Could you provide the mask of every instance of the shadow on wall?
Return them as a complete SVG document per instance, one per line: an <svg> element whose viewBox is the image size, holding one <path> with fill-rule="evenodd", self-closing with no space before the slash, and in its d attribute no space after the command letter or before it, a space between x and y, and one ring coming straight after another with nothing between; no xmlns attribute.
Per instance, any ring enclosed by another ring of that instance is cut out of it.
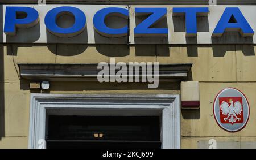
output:
<svg viewBox="0 0 256 160"><path fill-rule="evenodd" d="M255 55L254 44L187 45L188 57L198 57L200 47L212 47L213 57L224 57L227 51L241 50L245 56Z"/></svg>
<svg viewBox="0 0 256 160"><path fill-rule="evenodd" d="M85 91L85 90L155 90L148 89L148 84L152 83L99 83L76 81L52 81L51 91ZM180 83L159 83L157 89L180 90ZM63 88L65 86L65 88Z"/></svg>
<svg viewBox="0 0 256 160"><path fill-rule="evenodd" d="M3 5L0 5L0 31L3 31ZM3 42L3 32L0 32L0 43ZM0 44L0 140L5 137L5 85L3 45Z"/></svg>

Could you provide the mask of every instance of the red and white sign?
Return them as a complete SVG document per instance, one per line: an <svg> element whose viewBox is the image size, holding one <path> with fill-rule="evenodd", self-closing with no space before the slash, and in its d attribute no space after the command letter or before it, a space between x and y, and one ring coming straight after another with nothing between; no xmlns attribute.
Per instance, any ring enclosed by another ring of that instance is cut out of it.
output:
<svg viewBox="0 0 256 160"><path fill-rule="evenodd" d="M250 108L243 93L235 88L228 88L217 95L213 112L220 127L229 132L237 132L246 125Z"/></svg>

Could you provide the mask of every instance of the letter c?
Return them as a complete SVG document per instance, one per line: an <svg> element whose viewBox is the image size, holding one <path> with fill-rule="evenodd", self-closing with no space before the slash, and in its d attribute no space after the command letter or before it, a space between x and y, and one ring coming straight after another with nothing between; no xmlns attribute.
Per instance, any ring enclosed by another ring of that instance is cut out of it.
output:
<svg viewBox="0 0 256 160"><path fill-rule="evenodd" d="M106 17L110 14L114 14L128 19L128 10L117 8L109 7L100 10L93 17L93 24L95 30L100 34L107 37L123 37L127 34L128 26L121 28L110 28L105 24Z"/></svg>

========================================

#### Problem details:
Write out all of the lines above word for word, leaving out the picture.

#### Answer for the task:
Could you provide the mask of every instance of the shadow on wall?
Return them as a complete SVG document per instance, one per line: an <svg> element whose viewBox is the image size, holding one <path> with fill-rule="evenodd", self-closing with no space before the slash, and in its d attribute no space after the command letter or before it, a space between x and y, and one ring coming straight after another with nothing between; no xmlns attribute.
Per instance, any ring enclosed by another ring of that instance is cut out of it.
output:
<svg viewBox="0 0 256 160"><path fill-rule="evenodd" d="M255 55L254 44L187 45L188 57L198 57L200 47L212 47L213 57L224 57L227 51L241 50L245 56Z"/></svg>
<svg viewBox="0 0 256 160"><path fill-rule="evenodd" d="M85 91L85 90L155 90L148 89L148 84L152 83L99 83L76 81L52 81L51 91ZM180 83L159 83L157 89L180 90ZM63 88L65 86L65 88Z"/></svg>
<svg viewBox="0 0 256 160"><path fill-rule="evenodd" d="M3 5L0 5L0 31L3 31ZM3 42L3 32L0 32L0 43ZM0 44L0 140L5 137L5 85L3 45Z"/></svg>

Could you provide the mask of every instance of the red and white sign?
Return them as a complete SVG document per instance, one per line: an <svg> element whose viewBox is the image size, holding one <path> with fill-rule="evenodd", self-closing with no space before the slash, and in its d attribute no space after the command letter or before it, a space between x and y, and one ring coming straight after another with nothing between; no xmlns attribute.
Per instance, any ring enclosed by another ring of that instance is cut out of it.
output:
<svg viewBox="0 0 256 160"><path fill-rule="evenodd" d="M250 108L243 93L235 88L228 88L217 95L213 112L220 127L229 132L237 132L246 125Z"/></svg>

Could you provide the mask of every instance of the letter c?
Return them as a complete SVG document per instance, one per line: an <svg> element whose viewBox is the image size, holding one <path> with fill-rule="evenodd", self-closing with no space before the slash, and in its d attribute no space after the command letter or before it, a space between x and y, and one ring coming straight after another with nothing between; no xmlns attribute.
Per instance, any ring enclosed by another ring of that instance is cut out of it.
output:
<svg viewBox="0 0 256 160"><path fill-rule="evenodd" d="M106 17L110 14L114 14L128 19L128 10L117 8L109 7L100 10L93 17L93 24L95 30L100 34L107 37L123 37L127 34L128 26L121 28L110 28L105 24Z"/></svg>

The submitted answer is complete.